-- Start GIVEN DATA --

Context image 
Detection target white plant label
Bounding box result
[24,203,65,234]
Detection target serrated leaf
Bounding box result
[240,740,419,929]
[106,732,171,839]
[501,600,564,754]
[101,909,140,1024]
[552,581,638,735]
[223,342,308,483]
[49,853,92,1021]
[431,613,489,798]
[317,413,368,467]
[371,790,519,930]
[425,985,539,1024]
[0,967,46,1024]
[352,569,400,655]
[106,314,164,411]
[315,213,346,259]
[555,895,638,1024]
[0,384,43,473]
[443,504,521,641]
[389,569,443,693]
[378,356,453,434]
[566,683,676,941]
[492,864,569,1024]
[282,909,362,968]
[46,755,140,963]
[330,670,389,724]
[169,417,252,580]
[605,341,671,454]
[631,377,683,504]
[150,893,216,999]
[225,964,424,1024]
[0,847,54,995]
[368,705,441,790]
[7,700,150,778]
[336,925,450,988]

-- End GIVEN DATA --

* **SET TASK**:
Write out all of these lines again, including the requests, and add 127 to every coordinate in the bounding boxes.

* **CORRECT OUTPUT**:
Context image 
Detection target white plant label
Bounding box result
[151,330,192,361]
Detection target serrated leaf
Bounding box result
[367,867,546,1056]
[233,859,298,966]
[628,727,691,881]
[228,1036,267,1151]
[679,708,765,862]
[350,469,435,610]
[176,980,219,1148]
[558,740,616,925]
[444,540,495,594]
[498,917,646,1057]
[552,1112,666,1151]
[127,1094,173,1151]
[479,696,527,782]
[233,441,291,538]
[442,340,473,386]
[682,1022,765,1151]
[127,511,170,600]
[570,631,648,768]
[516,696,570,820]
[505,483,580,561]
[693,810,803,1068]
[619,991,696,1151]
[409,1036,489,1095]
[173,882,267,1090]
[457,797,516,851]
[296,544,379,707]
[732,468,798,581]
[758,504,810,631]
[277,1020,343,1126]
[352,1091,551,1151]
[127,974,181,1122]
[495,832,568,917]
[134,827,277,905]
[463,1052,577,1115]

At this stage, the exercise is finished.